Now, I do have problems with the acts of which are described in my faith as inappropriate, however; I acknowledge that not all people follow my faith and for them such acts are not inappropriate.  I also feel that no person should be treated as less of a person because of something, that I firmly believe, is their personal struggle, and not a choice they have made.  I know far too many members of the LGBT community to believe otherwise and I only know a few.

I can not believe that parents allow their children to treat others this way, just because the way they are is not "normal".  I did nothing today that was any different than I have done any other day.  Annie has high-fived me in the past, but today her actions towards me were completely unacceptable.  When are we as a society going to stop growing haters, and start promoting life?  When are we going to teach understanding first, so that our problems do not become our pride?  Today I was genuinely shocked.  I guess we aren't as "over it" as we should be.  What if this had been about skin color?  What if it had been about whether women had the right to work for the same pay (which we still haven't fully achieved), or whether fathers can take sick days like mothers can to care for their own children (a battle my husband has had to fight more than once, when we took turns with sick leave!)  What does it matter what we believe sexually when our job has nothing to do with it?!?


UPDATE:  Today at lunch Annie asked me if I was still an "it" then saw my spiderman shirt and was relieved that I was now "normal".  Obviously, it wasn't just some passing joke, this kid seriously needs to be taught some social acceptance skills!

● Short problem 1
Answer these questions about the post:
(a) What has Annie done toward the writer in the past?
(b) In the update, what did Annie see the writer wearing at lunch?
(c) Who has had to fight for the right to take sick days to care for his own children?
● Short problem 2
Rewrite the post between "Now, I do have" and "know a few.", inclusive, swapping "faith" for "religion".

(Collected data entries)

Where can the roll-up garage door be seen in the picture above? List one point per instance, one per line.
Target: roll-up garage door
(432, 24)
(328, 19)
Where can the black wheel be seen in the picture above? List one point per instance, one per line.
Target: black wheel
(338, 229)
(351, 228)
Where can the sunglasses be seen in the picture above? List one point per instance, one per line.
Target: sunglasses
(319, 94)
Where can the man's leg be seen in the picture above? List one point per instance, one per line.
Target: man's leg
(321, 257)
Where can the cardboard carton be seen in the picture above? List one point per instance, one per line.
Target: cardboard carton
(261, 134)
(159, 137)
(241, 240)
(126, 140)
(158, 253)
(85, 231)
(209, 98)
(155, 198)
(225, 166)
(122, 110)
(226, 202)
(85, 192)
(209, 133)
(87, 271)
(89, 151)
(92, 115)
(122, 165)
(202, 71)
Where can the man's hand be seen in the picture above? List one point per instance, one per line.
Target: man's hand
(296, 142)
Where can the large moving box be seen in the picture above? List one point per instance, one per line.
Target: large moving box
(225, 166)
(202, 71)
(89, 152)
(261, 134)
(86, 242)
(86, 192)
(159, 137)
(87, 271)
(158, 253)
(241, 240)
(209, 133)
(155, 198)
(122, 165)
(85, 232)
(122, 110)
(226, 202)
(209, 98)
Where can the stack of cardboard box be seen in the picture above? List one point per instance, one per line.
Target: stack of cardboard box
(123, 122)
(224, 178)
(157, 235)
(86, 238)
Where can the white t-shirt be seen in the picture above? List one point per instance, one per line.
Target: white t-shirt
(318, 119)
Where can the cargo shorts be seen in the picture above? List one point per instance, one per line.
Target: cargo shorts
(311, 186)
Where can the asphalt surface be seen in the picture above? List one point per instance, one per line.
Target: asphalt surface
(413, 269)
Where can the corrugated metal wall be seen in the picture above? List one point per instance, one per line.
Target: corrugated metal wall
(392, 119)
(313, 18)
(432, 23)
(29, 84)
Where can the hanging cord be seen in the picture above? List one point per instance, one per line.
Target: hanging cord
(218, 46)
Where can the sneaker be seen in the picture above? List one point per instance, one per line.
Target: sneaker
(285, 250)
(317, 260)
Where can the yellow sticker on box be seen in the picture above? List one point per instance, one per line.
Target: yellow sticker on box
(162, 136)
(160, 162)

● Task solution 1
(a) Annie has high-fived the writer.
(b) A spiderman shirt.
(c) The writer's husband.

● Task solution 2
Now, I do have problems with the acts of which are described in my religion as inappropriate, however; I acknowledge that not all people follow my religion and for them such acts are not inappropriate.  I also feel that no person should be treated as less of a person because of something, that I firmly believe, is their personal struggle, and not a choice they have made.  I know far too many members of the LGBT community to believe otherwise and I only know a few.